# What needs to be done:
Keep every line in which "beam" occurs and drop the rest of the data.

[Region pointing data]
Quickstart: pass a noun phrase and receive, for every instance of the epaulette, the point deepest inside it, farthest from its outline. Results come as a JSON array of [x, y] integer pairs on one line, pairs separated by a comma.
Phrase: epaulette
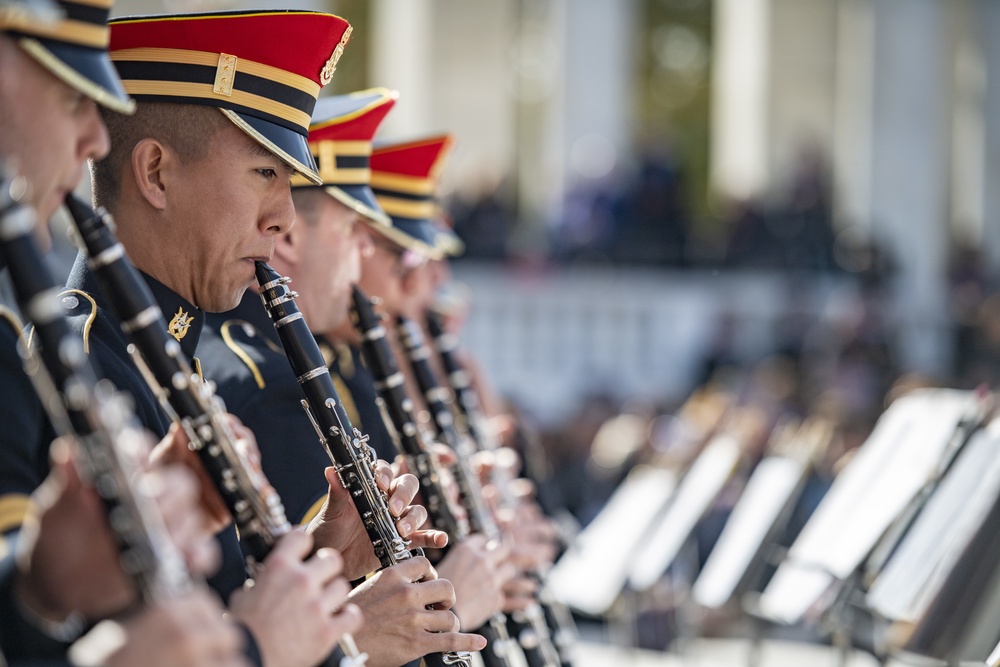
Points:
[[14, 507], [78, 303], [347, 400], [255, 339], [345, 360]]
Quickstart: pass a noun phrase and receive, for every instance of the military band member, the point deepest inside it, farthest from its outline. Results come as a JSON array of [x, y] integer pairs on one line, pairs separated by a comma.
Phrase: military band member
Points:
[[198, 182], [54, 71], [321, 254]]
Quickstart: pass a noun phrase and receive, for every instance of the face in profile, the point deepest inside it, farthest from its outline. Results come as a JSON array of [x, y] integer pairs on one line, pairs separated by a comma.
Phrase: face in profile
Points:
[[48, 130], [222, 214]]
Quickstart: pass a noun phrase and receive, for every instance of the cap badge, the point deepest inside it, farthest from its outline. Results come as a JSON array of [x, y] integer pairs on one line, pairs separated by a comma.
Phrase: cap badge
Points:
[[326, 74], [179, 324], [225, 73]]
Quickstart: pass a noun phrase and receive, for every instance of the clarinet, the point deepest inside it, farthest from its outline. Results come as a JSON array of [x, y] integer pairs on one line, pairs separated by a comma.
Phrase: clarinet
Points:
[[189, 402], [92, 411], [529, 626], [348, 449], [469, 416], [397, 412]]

* * *

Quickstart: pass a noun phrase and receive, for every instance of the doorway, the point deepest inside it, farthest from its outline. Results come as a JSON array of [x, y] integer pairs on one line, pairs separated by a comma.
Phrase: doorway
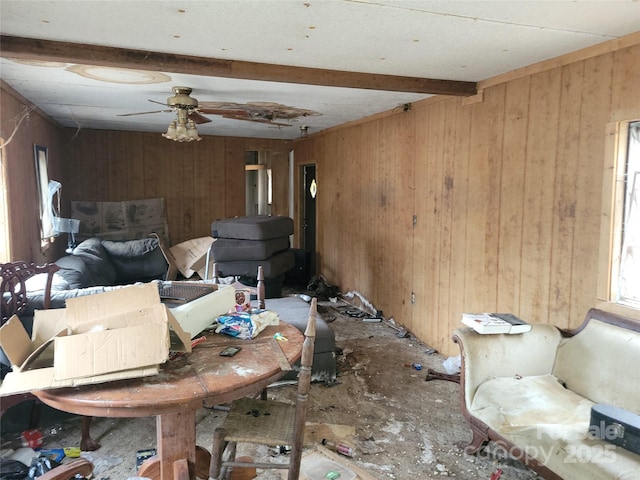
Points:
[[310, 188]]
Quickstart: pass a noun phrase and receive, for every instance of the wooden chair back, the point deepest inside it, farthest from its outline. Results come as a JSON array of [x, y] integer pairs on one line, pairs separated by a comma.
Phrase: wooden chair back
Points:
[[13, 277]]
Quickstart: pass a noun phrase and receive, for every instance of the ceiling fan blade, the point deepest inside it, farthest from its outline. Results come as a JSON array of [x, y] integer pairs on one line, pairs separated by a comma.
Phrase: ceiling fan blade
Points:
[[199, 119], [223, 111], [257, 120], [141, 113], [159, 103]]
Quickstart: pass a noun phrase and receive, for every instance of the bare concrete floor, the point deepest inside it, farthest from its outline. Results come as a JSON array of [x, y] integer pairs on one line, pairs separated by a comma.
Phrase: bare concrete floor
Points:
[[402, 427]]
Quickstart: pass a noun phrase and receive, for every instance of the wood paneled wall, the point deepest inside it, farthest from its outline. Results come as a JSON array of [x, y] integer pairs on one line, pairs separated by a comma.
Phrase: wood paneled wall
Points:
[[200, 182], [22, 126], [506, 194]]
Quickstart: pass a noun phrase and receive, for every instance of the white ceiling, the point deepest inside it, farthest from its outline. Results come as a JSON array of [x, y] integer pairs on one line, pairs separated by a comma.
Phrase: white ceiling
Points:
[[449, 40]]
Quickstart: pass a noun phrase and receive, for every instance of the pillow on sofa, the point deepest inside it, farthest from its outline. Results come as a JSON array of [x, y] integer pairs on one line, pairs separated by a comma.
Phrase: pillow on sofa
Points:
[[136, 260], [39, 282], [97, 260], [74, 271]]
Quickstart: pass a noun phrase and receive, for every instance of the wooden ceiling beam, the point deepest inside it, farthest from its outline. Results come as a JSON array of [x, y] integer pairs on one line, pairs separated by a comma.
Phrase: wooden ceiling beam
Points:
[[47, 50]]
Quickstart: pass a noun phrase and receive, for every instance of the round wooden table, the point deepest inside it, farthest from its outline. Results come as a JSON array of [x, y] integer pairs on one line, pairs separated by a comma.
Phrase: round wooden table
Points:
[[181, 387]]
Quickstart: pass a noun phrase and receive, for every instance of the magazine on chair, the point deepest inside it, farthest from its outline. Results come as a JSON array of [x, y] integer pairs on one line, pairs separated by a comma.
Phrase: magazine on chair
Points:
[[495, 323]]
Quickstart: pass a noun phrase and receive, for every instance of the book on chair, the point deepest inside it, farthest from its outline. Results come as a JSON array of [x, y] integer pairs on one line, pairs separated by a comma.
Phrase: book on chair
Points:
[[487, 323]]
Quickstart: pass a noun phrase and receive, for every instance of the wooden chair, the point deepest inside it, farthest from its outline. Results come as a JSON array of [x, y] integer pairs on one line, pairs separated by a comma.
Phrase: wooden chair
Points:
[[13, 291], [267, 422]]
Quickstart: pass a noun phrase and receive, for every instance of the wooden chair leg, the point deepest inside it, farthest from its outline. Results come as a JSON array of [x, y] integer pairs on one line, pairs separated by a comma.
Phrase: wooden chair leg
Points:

# Result of this exercise:
Quickstart: pass a noun phrase and receive, for every instance of the wooden ceiling beam, the point deepest inside it, farthest from its outline. Results come as a JSON array of [x, y] integer pairs on one line, pairs separated by a comma.
Phrase: wooden ceiling beam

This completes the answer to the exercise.